* [Exercise prompt]
Present the location labeling records below as a numbered list, leaving out blank lines and the pictures.

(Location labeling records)
----

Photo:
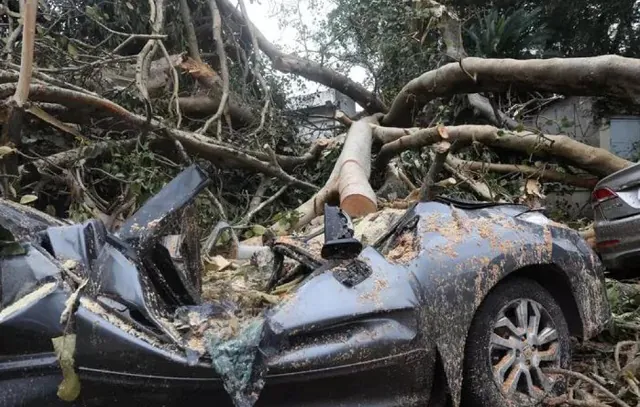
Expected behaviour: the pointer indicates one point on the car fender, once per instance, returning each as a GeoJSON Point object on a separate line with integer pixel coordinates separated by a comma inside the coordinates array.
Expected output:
{"type": "Point", "coordinates": [464, 254]}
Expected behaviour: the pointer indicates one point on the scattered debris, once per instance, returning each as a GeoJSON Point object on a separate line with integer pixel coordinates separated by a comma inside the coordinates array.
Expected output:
{"type": "Point", "coordinates": [64, 348]}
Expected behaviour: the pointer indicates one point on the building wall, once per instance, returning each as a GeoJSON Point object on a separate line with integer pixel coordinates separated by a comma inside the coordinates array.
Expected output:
{"type": "Point", "coordinates": [572, 116]}
{"type": "Point", "coordinates": [316, 112]}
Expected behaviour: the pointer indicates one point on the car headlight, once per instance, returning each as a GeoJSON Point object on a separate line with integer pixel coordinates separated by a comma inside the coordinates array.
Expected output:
{"type": "Point", "coordinates": [535, 217]}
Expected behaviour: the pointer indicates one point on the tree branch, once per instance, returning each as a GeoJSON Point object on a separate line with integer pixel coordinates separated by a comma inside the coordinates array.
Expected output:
{"type": "Point", "coordinates": [222, 56]}
{"type": "Point", "coordinates": [199, 144]}
{"type": "Point", "coordinates": [529, 172]}
{"type": "Point", "coordinates": [190, 31]}
{"type": "Point", "coordinates": [288, 63]}
{"type": "Point", "coordinates": [607, 75]}
{"type": "Point", "coordinates": [592, 159]}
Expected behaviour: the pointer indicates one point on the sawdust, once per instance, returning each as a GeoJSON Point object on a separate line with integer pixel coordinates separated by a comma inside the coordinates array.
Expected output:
{"type": "Point", "coordinates": [374, 294]}
{"type": "Point", "coordinates": [28, 300]}
{"type": "Point", "coordinates": [406, 249]}
{"type": "Point", "coordinates": [126, 327]}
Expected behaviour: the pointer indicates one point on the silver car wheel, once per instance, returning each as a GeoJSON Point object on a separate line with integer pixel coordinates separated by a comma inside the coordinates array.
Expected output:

----

* [Expected answer]
1. Photo:
2. Expected behaviour: the pointer indicates one point on the car fender, once per instance, returning each as a GeoJSON Point object on a separate line with integer pixel coordinates separated by a comma inside the coordinates array.
3. Expected output:
4. {"type": "Point", "coordinates": [464, 254]}
5. Expected behaviour: the pointer indicates one point on the scattered debris, once per instance, returning each as a GeoJSON Point object on a separate line with integer pixel coordinates separated by a comma inside the coordinates array.
6. Expected output:
7. {"type": "Point", "coordinates": [64, 348]}
8. Expected behaviour: the pointer indicates one point on the building wall, once per instance, returning each as a GeoJSON Point object on a separate line with integer pixel coordinates separated by a comma inside the coordinates array.
9. Expected output:
10. {"type": "Point", "coordinates": [572, 116]}
11. {"type": "Point", "coordinates": [316, 112]}
12. Expected behaviour: the pointer indicates one point on the car headlight, once per instance, returning each as a GeoJSON Point object on a separate line with integer pixel coordinates separated by a comma inside the coordinates array.
13. Expected output:
14. {"type": "Point", "coordinates": [535, 217]}
15. Expected behaviour: the pointer indicates one point on the tree branch, once per instance, returning each as a GeoJSON Point object on a separate line with integer pixel coordinates separated by a comma inside the coordinates array.
16. Expected output:
17. {"type": "Point", "coordinates": [222, 56]}
18. {"type": "Point", "coordinates": [199, 144]}
19. {"type": "Point", "coordinates": [529, 172]}
20. {"type": "Point", "coordinates": [190, 31]}
21. {"type": "Point", "coordinates": [288, 63]}
22. {"type": "Point", "coordinates": [607, 75]}
23. {"type": "Point", "coordinates": [592, 159]}
24. Expected behaviour: the pointer indicates one point on the sawdust, once per instance, returning each as a GeoJSON Point object on a separate line with integer pixel coordinates separated by a comma inside the coordinates array.
25. Expected output:
26. {"type": "Point", "coordinates": [374, 294]}
27. {"type": "Point", "coordinates": [28, 300]}
28. {"type": "Point", "coordinates": [406, 249]}
29. {"type": "Point", "coordinates": [126, 327]}
30. Expected behaviour: the pointer indicates one point on the silver car wheel, once per instance, returning each as a GeoJSON Point object on a separate line with integer pixel coordinates separated by a comma inside the coordinates array.
31. Expected output:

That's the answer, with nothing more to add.